▼▼▼
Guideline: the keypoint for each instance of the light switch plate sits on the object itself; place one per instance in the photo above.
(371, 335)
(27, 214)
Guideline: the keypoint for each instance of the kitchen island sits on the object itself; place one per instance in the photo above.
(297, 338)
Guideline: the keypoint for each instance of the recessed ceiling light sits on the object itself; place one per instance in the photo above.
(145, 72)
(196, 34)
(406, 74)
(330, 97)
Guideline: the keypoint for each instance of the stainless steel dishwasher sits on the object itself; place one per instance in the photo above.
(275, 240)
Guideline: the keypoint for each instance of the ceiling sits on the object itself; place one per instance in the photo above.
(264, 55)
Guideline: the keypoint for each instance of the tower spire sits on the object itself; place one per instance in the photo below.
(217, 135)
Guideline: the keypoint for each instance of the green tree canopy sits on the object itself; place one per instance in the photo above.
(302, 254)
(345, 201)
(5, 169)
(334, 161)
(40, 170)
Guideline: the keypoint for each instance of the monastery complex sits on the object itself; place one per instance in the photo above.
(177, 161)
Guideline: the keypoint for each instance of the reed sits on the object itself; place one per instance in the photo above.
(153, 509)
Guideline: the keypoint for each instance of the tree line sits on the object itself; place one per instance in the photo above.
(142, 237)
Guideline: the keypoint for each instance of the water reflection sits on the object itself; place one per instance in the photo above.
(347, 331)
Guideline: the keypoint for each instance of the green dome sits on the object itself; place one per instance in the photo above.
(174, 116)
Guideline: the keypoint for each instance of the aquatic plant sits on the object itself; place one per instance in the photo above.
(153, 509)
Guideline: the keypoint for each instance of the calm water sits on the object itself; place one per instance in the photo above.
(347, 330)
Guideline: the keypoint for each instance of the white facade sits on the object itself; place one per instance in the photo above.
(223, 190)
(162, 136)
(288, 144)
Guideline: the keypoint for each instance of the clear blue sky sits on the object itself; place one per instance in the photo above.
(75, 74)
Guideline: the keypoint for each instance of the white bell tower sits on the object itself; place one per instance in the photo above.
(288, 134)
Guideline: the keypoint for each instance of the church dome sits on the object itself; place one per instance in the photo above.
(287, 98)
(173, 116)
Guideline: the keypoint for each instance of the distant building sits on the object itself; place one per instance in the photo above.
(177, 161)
▲▲▲
Brief
Could you print every record above exactly as it appears?

Response to this task
Guideline: the keypoint for each instance of the light switch plate sits on the object itself; place one per instance in the photo above.
(371, 335)
(27, 214)
Guideline: the keypoint for each instance of the kitchen island sits on the object itself; place one per instance in the photo above.
(297, 338)
Guideline: the keypoint for each instance of the recessed ceiling light sits on the object itself; place one per instance in the photo above.
(145, 72)
(196, 34)
(406, 74)
(330, 97)
Guideline: the keypoint for each instance of the stainless steel dishwasher sits on the object itself; place one per instance in the photo above.
(275, 240)
Guideline: the keypoint for each instance of the ceiling sits on the object itself; place one per instance in the photo above.
(264, 55)
Guideline: the keypoint for each instance of the tower spire sits on the object itself; place one per instance in the photo below.
(217, 135)
Guideline: the keypoint for each instance of the green tree canopy sits on the object itself; place one per instance in the photo above.
(302, 254)
(345, 201)
(5, 169)
(334, 161)
(40, 170)
Guideline: the keypoint for each instance of the monastery complex sits on the object itself; place one per instance in the photo above.
(177, 161)
Guideline: the keypoint for each instance of the reed sits on the object itself; place one per instance in the photo above.
(153, 509)
Guideline: the keypoint for each instance of the tree line sits on the object itself; place one per instance in the photo above.
(142, 237)
Guideline: the keypoint for each instance of the water reflection sits on the object itself; place one per instance in the photo above.
(347, 331)
Guideline: the keypoint for each instance of the green dome sits on the object itself; place one per instance in the photo above.
(174, 116)
Guideline: the keypoint for each instance of the aquatic plant sits on the object itself; place one per instance in the photo above.
(153, 509)
Guideline: the keypoint for each instance of the calm water sits on the object itself; place one per instance in the photo above.
(347, 330)
Guideline: the keypoint for each instance of the white facade sits on the object itself; place one per instance in the photo above.
(223, 190)
(162, 136)
(288, 144)
Guideline: the keypoint for each instance of the clear blue sky sits on the object itself; place one per instance in the photo above.
(75, 74)
Guideline: the keypoint for each instance of the white bell tower sits on the object itself; place one per instance in the photo above.
(288, 134)
Guideline: the keypoint for each instance of the church dome sits on the object itself; place one per instance in the photo above.
(287, 98)
(173, 116)
Guideline: the keypoint for each instance of the distant building sits on the object itself; place one per instance in the photo above.
(177, 161)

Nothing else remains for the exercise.